* **Exercise description**
Repeat the stretch of entries below from the line with "Target: dark hardwood floor" through the line with "e.g. point(561, 478)". Include both ends and add nothing.

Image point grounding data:

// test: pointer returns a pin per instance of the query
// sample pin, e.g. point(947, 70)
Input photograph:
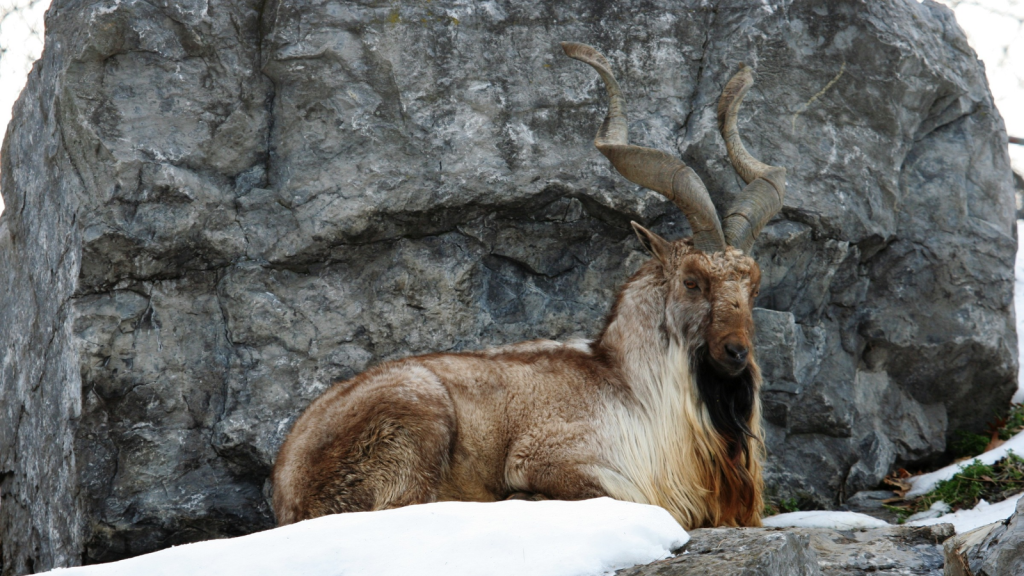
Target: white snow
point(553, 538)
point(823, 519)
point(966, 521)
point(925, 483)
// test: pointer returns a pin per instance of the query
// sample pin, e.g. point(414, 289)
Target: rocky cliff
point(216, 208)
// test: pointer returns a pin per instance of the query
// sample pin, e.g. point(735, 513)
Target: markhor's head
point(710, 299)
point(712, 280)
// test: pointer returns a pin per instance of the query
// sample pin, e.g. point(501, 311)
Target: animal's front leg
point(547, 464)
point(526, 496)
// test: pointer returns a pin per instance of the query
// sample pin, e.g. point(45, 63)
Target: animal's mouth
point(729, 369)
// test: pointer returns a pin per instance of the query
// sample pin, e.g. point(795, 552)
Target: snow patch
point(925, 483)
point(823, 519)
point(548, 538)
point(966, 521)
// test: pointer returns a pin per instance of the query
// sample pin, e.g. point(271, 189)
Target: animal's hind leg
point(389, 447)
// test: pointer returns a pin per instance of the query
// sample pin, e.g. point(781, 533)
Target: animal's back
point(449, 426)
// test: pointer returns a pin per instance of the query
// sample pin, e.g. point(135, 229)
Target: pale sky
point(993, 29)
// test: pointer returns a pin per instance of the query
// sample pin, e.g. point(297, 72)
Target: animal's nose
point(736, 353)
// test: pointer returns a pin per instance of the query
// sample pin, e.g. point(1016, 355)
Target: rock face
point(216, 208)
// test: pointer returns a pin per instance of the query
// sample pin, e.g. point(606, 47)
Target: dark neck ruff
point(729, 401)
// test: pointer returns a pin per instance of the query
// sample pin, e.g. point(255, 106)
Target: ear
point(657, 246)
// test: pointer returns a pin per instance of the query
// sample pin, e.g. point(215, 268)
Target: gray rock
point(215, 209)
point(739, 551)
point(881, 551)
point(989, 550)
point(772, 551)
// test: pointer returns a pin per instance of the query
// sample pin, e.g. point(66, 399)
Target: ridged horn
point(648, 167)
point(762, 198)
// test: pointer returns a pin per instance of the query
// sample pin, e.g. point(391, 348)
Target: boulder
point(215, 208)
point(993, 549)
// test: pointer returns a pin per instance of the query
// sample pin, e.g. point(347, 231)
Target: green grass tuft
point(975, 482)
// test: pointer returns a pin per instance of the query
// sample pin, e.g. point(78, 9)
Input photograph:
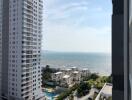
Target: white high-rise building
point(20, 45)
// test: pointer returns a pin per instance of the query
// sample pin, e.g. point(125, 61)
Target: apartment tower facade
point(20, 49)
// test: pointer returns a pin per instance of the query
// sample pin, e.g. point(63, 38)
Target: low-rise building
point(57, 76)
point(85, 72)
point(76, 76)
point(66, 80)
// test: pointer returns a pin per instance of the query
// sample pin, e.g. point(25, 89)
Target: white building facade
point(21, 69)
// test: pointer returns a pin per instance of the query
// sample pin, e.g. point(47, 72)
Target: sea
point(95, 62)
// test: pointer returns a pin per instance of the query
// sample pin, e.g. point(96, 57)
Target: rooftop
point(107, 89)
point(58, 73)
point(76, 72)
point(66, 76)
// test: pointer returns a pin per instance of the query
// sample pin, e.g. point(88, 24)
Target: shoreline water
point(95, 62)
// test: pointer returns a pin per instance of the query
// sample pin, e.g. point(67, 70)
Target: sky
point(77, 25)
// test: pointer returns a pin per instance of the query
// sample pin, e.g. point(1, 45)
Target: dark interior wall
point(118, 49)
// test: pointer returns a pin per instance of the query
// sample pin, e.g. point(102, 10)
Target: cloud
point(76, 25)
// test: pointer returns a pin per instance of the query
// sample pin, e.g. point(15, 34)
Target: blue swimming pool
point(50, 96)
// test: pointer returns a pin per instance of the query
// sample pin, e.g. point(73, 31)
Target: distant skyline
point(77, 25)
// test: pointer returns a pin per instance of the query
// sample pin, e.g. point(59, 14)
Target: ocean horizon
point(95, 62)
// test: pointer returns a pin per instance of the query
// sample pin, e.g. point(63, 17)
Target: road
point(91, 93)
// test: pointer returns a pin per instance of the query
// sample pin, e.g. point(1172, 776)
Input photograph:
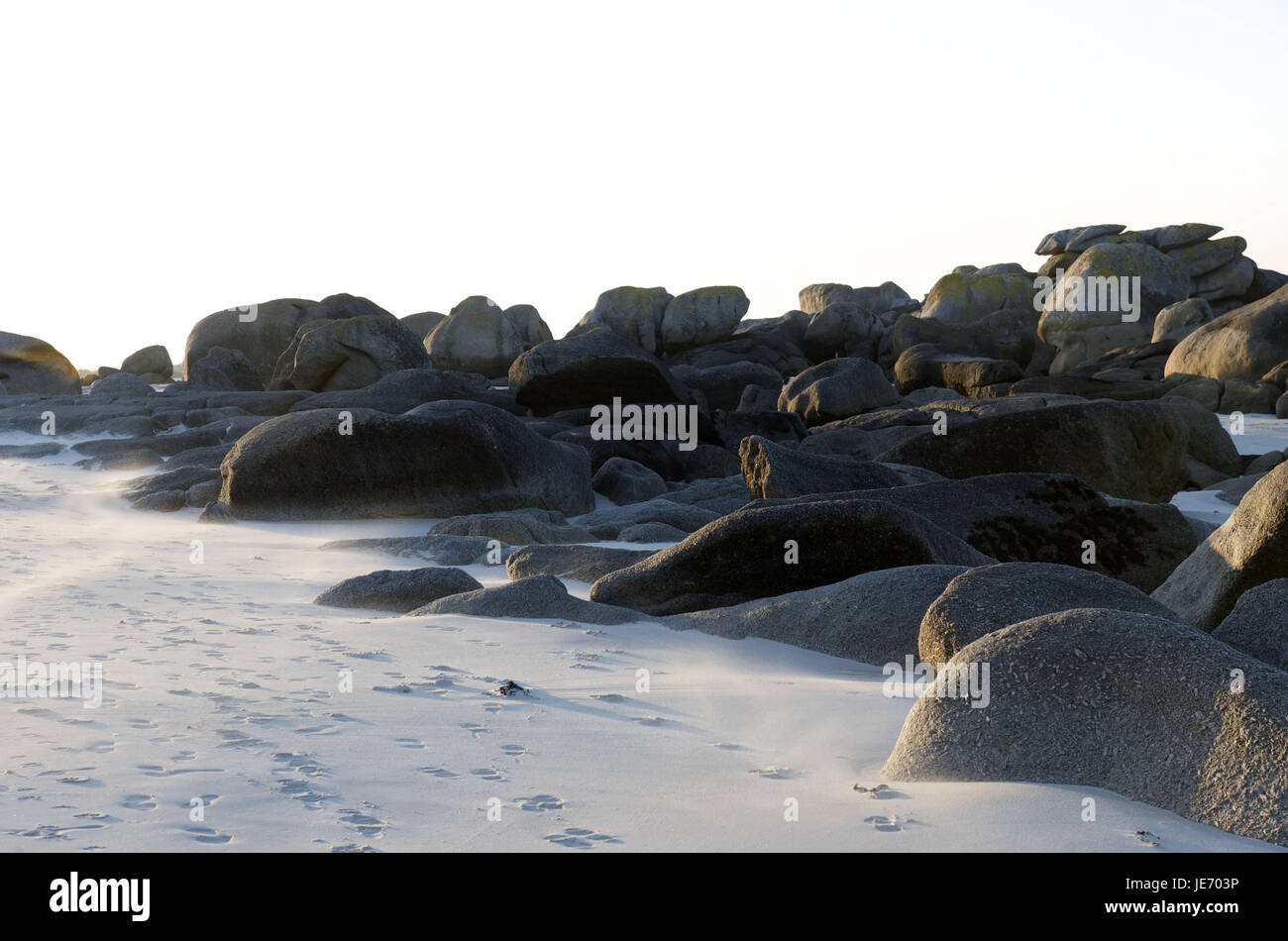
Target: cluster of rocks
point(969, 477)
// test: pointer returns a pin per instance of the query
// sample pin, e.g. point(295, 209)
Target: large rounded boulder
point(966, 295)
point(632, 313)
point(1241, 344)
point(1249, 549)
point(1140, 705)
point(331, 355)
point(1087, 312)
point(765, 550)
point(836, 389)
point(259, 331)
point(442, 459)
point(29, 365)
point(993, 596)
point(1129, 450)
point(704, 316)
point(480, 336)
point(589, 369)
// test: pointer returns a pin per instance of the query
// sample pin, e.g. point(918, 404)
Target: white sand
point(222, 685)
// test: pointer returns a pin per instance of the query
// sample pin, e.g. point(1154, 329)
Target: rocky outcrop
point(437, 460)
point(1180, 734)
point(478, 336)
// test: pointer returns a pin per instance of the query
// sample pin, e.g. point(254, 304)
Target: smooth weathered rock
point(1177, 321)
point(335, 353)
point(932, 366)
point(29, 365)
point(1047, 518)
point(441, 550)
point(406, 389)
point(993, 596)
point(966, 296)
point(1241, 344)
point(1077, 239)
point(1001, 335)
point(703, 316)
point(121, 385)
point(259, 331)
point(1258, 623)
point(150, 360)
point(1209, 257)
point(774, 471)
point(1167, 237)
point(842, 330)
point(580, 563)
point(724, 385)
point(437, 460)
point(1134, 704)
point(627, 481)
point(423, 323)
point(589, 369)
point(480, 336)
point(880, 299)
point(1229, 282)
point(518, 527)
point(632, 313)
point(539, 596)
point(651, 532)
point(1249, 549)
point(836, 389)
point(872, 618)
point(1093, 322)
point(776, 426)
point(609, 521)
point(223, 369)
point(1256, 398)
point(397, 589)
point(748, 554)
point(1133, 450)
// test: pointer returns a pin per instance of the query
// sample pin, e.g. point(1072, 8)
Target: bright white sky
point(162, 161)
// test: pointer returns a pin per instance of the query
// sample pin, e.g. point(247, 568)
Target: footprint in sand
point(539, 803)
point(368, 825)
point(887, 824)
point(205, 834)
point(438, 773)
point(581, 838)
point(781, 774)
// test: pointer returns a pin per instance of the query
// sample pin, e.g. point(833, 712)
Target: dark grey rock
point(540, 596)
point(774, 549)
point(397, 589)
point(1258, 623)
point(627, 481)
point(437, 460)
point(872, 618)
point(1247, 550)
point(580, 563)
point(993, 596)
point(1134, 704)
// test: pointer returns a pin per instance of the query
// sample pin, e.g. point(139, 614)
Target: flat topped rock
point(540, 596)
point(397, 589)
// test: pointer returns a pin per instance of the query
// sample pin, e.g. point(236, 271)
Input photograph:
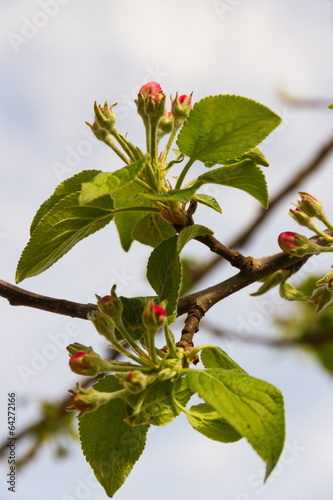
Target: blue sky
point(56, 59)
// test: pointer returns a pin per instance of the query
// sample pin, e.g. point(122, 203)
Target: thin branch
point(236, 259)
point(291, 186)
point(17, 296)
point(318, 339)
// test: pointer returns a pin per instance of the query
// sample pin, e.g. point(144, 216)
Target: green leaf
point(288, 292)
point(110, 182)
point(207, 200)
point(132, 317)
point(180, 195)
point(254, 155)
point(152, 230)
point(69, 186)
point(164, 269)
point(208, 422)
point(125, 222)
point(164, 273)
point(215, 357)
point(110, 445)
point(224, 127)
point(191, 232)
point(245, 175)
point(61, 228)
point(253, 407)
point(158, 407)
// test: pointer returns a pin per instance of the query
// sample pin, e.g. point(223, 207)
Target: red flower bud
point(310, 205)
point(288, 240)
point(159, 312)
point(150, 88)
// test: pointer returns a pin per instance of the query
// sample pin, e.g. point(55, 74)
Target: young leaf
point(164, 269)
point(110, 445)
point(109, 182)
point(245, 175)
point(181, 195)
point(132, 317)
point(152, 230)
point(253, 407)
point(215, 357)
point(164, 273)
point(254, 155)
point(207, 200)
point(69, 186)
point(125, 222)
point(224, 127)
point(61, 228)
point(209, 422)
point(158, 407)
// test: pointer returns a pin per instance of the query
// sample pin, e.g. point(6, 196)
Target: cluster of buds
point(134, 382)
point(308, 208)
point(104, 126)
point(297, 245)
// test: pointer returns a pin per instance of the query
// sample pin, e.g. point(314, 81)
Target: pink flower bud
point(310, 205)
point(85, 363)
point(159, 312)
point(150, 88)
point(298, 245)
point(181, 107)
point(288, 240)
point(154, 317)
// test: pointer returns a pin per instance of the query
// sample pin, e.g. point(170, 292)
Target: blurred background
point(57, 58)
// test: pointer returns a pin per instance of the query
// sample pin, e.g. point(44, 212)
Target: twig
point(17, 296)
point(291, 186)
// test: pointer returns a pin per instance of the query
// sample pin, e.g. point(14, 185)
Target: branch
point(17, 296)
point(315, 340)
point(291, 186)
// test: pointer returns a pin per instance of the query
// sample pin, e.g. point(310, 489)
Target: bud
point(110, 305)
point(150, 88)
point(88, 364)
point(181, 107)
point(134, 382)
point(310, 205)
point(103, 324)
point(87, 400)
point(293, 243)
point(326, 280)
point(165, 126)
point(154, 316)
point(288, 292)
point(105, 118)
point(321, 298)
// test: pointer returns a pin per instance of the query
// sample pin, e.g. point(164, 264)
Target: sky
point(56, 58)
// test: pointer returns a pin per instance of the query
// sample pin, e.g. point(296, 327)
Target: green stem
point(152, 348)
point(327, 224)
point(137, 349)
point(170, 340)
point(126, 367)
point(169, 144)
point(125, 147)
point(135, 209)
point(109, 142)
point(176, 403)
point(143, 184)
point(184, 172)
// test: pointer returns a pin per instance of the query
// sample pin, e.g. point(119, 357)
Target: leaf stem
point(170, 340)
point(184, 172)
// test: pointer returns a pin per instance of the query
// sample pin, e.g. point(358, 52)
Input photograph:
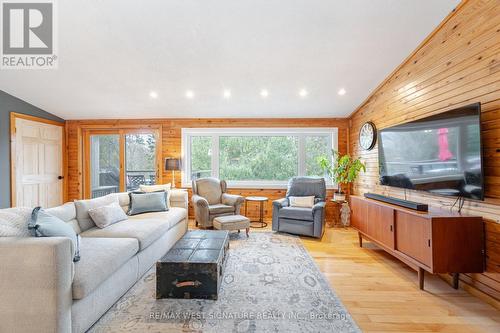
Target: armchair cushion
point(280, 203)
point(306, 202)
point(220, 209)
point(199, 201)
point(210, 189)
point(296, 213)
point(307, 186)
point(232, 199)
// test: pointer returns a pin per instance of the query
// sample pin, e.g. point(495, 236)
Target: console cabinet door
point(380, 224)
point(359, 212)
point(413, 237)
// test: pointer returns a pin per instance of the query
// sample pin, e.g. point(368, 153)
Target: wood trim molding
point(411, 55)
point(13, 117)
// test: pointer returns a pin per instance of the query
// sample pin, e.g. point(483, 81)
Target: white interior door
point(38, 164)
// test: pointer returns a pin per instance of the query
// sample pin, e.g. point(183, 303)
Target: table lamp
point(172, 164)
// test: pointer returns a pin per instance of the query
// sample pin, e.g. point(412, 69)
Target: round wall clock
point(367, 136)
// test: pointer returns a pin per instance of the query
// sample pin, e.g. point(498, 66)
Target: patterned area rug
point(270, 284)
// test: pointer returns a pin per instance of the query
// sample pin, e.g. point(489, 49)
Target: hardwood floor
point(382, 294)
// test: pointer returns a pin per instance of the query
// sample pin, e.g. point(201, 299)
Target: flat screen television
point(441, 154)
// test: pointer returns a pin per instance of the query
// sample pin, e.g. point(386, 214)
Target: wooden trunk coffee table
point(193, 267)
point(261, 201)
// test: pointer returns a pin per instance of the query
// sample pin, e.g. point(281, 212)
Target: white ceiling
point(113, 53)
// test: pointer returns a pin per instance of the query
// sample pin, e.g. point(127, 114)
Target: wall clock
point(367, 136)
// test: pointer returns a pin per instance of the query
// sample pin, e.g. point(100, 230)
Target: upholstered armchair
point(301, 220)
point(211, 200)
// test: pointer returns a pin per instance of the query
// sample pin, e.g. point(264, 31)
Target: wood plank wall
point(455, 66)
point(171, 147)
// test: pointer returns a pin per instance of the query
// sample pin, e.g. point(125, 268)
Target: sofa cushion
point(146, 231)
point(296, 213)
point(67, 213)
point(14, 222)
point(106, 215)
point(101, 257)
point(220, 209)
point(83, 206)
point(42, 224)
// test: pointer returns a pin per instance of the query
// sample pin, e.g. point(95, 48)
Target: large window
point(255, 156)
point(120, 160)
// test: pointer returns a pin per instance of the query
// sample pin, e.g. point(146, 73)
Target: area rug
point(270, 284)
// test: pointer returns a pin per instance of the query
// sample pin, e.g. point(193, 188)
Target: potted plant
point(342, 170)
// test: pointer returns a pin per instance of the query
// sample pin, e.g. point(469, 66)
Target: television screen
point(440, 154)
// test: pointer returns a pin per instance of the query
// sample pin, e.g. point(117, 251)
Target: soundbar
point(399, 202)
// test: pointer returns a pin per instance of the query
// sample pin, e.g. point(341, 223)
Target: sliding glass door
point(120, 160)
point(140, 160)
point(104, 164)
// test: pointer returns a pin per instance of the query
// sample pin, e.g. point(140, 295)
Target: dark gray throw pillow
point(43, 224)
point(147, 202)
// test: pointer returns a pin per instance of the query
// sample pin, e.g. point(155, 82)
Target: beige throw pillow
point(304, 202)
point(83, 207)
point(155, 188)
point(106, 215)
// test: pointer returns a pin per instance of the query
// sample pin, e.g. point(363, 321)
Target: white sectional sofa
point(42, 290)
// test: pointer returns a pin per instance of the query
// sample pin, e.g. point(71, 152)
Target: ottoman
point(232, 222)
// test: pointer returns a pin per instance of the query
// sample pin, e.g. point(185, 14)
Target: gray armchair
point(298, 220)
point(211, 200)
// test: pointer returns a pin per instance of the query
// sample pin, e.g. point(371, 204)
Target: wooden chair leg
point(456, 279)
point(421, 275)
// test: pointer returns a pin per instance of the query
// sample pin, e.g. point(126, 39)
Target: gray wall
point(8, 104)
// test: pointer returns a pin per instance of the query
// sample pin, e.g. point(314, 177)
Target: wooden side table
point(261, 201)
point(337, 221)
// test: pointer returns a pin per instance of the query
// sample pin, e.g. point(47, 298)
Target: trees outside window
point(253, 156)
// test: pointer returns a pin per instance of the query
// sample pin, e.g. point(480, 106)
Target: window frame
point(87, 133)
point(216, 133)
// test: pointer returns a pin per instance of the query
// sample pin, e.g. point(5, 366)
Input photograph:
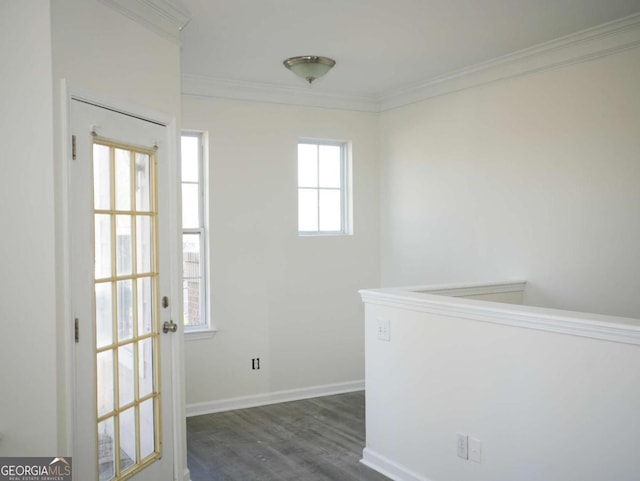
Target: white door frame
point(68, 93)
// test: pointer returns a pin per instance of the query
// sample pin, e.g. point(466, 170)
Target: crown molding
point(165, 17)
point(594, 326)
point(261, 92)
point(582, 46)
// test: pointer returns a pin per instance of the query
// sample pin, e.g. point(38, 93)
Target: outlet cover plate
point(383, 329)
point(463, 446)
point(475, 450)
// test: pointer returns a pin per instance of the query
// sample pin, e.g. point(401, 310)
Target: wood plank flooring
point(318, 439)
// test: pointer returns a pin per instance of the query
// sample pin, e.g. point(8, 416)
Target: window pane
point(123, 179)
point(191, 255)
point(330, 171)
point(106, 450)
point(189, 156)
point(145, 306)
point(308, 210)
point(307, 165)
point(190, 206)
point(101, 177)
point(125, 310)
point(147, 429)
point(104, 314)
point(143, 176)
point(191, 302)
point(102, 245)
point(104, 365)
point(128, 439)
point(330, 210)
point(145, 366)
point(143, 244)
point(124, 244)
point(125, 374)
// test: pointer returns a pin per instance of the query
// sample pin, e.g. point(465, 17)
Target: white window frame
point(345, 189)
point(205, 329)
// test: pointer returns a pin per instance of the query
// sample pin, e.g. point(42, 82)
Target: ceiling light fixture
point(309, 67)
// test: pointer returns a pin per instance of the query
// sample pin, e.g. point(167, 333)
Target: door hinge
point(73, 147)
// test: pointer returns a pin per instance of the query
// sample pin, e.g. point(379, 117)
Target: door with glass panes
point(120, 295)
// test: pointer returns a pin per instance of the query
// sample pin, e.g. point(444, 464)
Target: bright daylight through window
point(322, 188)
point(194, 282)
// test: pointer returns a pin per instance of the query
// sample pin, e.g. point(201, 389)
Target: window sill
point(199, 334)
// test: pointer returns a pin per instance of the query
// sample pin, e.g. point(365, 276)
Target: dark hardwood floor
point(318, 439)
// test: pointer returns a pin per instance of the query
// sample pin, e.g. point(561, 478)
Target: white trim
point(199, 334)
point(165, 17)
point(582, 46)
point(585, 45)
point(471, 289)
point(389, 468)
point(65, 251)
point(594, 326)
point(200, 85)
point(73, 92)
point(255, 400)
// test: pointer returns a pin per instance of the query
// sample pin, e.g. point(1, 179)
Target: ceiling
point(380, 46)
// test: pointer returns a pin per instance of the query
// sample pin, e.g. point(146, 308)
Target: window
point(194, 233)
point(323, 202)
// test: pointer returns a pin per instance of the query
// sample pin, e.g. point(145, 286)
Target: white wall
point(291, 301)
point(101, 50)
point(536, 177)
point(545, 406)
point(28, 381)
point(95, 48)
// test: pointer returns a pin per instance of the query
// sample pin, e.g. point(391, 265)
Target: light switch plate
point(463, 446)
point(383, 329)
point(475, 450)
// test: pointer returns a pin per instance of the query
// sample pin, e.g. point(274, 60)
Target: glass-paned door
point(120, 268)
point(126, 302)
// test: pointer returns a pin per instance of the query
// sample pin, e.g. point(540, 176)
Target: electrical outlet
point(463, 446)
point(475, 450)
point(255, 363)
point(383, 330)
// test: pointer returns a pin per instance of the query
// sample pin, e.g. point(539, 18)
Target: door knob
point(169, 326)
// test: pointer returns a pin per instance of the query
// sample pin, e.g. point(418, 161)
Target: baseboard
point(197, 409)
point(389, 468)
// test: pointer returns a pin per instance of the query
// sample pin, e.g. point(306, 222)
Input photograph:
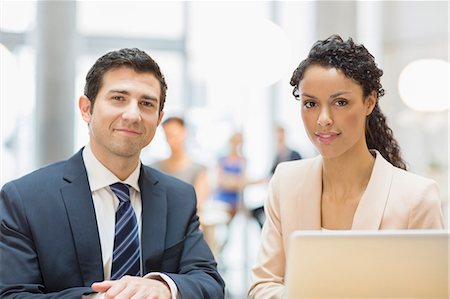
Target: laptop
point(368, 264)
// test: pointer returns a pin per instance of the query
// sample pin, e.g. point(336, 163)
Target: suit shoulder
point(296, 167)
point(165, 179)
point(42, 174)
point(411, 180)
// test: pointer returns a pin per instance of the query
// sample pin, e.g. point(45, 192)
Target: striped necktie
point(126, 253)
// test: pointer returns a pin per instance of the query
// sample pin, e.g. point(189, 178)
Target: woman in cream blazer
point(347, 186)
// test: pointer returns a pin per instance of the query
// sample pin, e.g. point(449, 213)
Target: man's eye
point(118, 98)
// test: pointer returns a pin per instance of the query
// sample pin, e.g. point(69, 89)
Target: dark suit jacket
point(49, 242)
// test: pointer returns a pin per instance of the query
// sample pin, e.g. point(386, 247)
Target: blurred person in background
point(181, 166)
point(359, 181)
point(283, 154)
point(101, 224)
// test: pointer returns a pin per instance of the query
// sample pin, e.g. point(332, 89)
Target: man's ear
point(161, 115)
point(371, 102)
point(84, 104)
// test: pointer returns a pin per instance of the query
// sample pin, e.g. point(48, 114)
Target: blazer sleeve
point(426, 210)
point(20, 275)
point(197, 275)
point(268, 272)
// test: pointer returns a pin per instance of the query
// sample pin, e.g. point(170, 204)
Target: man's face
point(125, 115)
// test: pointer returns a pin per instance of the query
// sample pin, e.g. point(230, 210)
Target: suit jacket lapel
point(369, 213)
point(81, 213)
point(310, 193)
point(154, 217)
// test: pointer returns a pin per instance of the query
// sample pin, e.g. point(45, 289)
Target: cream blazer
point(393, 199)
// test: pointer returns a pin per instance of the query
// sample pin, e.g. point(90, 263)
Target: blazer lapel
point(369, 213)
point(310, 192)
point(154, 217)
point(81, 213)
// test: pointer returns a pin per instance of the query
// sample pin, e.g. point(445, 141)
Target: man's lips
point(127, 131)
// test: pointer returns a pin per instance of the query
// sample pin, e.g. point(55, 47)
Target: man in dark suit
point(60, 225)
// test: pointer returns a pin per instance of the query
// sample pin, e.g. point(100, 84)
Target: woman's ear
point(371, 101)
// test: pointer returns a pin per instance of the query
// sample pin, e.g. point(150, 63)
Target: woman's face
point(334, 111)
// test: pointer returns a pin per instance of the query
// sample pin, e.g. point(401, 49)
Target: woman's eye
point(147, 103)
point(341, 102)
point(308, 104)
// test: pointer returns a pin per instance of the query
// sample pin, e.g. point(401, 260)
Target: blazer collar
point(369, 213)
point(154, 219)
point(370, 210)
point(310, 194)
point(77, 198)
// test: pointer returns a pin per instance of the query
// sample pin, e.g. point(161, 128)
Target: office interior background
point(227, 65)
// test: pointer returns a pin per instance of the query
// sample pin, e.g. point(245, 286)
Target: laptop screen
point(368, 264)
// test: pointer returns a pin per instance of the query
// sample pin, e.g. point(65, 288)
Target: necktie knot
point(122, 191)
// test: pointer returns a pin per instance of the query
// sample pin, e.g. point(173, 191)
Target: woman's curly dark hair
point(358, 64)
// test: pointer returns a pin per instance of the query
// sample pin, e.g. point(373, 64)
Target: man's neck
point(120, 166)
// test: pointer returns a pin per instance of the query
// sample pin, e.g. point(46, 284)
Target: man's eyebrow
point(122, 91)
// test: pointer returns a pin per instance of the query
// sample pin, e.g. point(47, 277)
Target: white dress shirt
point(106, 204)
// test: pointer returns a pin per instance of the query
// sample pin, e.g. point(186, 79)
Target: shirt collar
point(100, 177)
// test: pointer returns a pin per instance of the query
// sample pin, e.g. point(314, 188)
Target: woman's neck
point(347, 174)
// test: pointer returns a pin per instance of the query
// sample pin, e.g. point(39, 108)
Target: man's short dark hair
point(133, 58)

* **Exercise output**
Target: dark hardwood floor
point(318, 439)
// test: pointer returns a pin per instance of the query
// sample pin, e.g. point(561, 478)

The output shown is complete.